━━━ Supplied records ━━━

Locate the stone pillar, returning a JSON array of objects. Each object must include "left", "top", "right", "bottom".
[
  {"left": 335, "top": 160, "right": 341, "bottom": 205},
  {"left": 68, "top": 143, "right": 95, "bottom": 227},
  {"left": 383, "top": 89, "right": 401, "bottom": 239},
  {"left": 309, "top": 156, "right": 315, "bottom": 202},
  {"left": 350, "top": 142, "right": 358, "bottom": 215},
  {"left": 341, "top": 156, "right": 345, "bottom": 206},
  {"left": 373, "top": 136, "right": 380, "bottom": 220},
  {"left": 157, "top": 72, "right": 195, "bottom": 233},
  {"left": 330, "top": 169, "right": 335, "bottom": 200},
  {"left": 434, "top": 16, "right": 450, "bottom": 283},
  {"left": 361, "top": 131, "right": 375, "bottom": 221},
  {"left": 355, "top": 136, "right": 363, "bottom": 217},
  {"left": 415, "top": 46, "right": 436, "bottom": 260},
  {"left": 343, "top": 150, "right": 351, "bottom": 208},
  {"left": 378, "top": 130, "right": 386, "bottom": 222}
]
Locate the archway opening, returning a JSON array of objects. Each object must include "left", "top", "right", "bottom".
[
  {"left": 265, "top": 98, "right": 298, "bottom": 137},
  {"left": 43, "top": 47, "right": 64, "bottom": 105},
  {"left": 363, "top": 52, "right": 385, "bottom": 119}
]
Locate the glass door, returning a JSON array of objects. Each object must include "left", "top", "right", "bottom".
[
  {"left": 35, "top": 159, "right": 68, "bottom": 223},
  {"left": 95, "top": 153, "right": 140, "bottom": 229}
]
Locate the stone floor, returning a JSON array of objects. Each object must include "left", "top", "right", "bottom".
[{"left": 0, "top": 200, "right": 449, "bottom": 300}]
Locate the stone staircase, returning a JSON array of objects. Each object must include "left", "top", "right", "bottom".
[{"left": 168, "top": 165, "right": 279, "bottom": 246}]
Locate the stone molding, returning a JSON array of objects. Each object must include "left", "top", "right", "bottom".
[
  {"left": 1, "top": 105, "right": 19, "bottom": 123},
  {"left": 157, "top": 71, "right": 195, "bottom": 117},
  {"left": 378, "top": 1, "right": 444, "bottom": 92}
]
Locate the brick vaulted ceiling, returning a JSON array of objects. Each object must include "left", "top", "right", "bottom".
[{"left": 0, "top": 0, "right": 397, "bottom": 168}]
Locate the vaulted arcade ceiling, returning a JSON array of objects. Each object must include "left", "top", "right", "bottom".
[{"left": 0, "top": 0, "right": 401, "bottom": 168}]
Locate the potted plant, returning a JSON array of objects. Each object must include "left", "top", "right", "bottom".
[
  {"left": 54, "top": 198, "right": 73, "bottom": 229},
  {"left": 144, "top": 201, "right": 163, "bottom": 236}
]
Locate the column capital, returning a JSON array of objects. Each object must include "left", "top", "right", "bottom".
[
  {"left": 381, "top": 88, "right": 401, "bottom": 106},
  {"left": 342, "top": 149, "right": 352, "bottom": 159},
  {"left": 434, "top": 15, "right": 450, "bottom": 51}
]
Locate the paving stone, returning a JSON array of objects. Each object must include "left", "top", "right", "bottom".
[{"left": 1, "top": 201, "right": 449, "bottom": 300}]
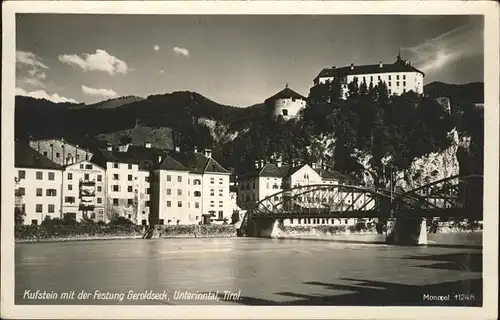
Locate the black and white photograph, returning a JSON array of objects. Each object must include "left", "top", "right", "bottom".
[{"left": 1, "top": 1, "right": 498, "bottom": 319}]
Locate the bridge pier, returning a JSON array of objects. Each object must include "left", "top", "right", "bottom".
[
  {"left": 248, "top": 218, "right": 279, "bottom": 238},
  {"left": 386, "top": 213, "right": 427, "bottom": 246}
]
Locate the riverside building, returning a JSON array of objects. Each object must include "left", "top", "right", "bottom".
[{"left": 15, "top": 142, "right": 63, "bottom": 225}]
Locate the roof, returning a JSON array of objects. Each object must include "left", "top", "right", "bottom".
[
  {"left": 314, "top": 58, "right": 425, "bottom": 81},
  {"left": 168, "top": 151, "right": 230, "bottom": 174},
  {"left": 264, "top": 86, "right": 306, "bottom": 104},
  {"left": 158, "top": 155, "right": 189, "bottom": 171},
  {"left": 90, "top": 148, "right": 168, "bottom": 170},
  {"left": 30, "top": 137, "right": 93, "bottom": 151},
  {"left": 62, "top": 159, "right": 105, "bottom": 171},
  {"left": 240, "top": 163, "right": 306, "bottom": 179},
  {"left": 15, "top": 142, "right": 62, "bottom": 170},
  {"left": 316, "top": 168, "right": 354, "bottom": 183}
]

━━━

# Task description
The data is to be printed again exactly, but without its pictures.

# Written response
Locate the stone pillar, returning a JSON array of objects. Each object must include "left", "top", "right", "bottom".
[
  {"left": 335, "top": 160, "right": 341, "bottom": 205},
  {"left": 68, "top": 143, "right": 95, "bottom": 227},
  {"left": 383, "top": 89, "right": 401, "bottom": 239},
  {"left": 309, "top": 156, "right": 315, "bottom": 202},
  {"left": 350, "top": 142, "right": 358, "bottom": 215},
  {"left": 341, "top": 156, "right": 345, "bottom": 206},
  {"left": 373, "top": 136, "right": 380, "bottom": 220},
  {"left": 157, "top": 72, "right": 195, "bottom": 233},
  {"left": 330, "top": 169, "right": 335, "bottom": 200},
  {"left": 434, "top": 16, "right": 450, "bottom": 283},
  {"left": 361, "top": 131, "right": 375, "bottom": 221},
  {"left": 355, "top": 136, "right": 363, "bottom": 217},
  {"left": 415, "top": 46, "right": 436, "bottom": 260},
  {"left": 343, "top": 150, "right": 351, "bottom": 208},
  {"left": 378, "top": 130, "right": 386, "bottom": 222}
]
Locate the archway opening, returning a JSON array of objects. Each object must include "left", "top", "right", "bottom".
[
  {"left": 265, "top": 98, "right": 298, "bottom": 137},
  {"left": 43, "top": 47, "right": 64, "bottom": 105},
  {"left": 363, "top": 52, "right": 385, "bottom": 119}
]
Locate the glass door, returning a JSON array of objects. Each object must include "left", "top", "right", "bottom".
[
  {"left": 35, "top": 159, "right": 68, "bottom": 223},
  {"left": 95, "top": 153, "right": 140, "bottom": 229}
]
Locate the stone floor, returning a JSON array of objects. Each object must include "left", "top", "right", "bottom".
[{"left": 0, "top": 200, "right": 449, "bottom": 300}]
Locate the stone staircase, returning a JSON array of objects. Each object must include "left", "top", "right", "bottom".
[{"left": 168, "top": 165, "right": 279, "bottom": 246}]
Locate the stone molding, returning a JSON array of objects. Each object must include "left", "top", "right", "bottom".
[
  {"left": 1, "top": 105, "right": 19, "bottom": 123},
  {"left": 157, "top": 71, "right": 195, "bottom": 117},
  {"left": 378, "top": 1, "right": 444, "bottom": 92}
]
Locate the brick vaulted ceiling, returning a JSON array of objects. Each object must include "left", "top", "right", "bottom".
[{"left": 0, "top": 0, "right": 397, "bottom": 168}]
Locate the vaulted arcade ceiling, returning a JSON array of objects. Each object must include "left", "top", "right", "bottom".
[{"left": 0, "top": 0, "right": 401, "bottom": 168}]
Locate the potted plant, returning a JSON array of objects. Each object must include "left", "top", "right", "bottom".
[
  {"left": 54, "top": 198, "right": 73, "bottom": 229},
  {"left": 144, "top": 201, "right": 163, "bottom": 236}
]
Locate the column capital, returning a JSON array of objects. Each object must include "left", "top", "right", "bottom".
[
  {"left": 381, "top": 88, "right": 401, "bottom": 106},
  {"left": 342, "top": 149, "right": 352, "bottom": 159},
  {"left": 434, "top": 15, "right": 450, "bottom": 51}
]
Locate the paving stone, returning a JSON array of objects. Each object must include "left", "top", "right", "bottom".
[{"left": 1, "top": 201, "right": 449, "bottom": 300}]
Locate the black and white photograph, returning a JSON array of objects. Each object must include "left", "top", "right", "bottom".
[{"left": 1, "top": 1, "right": 498, "bottom": 319}]
Locate the bridge pier, returning a JSON array of objects. Each object must include "left", "top", "right", "bottom".
[
  {"left": 248, "top": 218, "right": 279, "bottom": 238},
  {"left": 386, "top": 213, "right": 427, "bottom": 246}
]
Locate the riverside building, returning a JSON array of objects. Each object must include "left", "top", "right", "bottom".
[{"left": 15, "top": 142, "right": 63, "bottom": 225}]
Locate the roof, returning a JSON array of objects. Each object must include "left", "top", "right", "bottom".
[
  {"left": 314, "top": 58, "right": 425, "bottom": 81},
  {"left": 168, "top": 151, "right": 230, "bottom": 174},
  {"left": 264, "top": 86, "right": 306, "bottom": 104},
  {"left": 158, "top": 155, "right": 189, "bottom": 171},
  {"left": 90, "top": 148, "right": 168, "bottom": 170},
  {"left": 30, "top": 137, "right": 93, "bottom": 151},
  {"left": 62, "top": 159, "right": 105, "bottom": 171},
  {"left": 240, "top": 163, "right": 306, "bottom": 179},
  {"left": 15, "top": 142, "right": 62, "bottom": 170},
  {"left": 316, "top": 168, "right": 354, "bottom": 183}
]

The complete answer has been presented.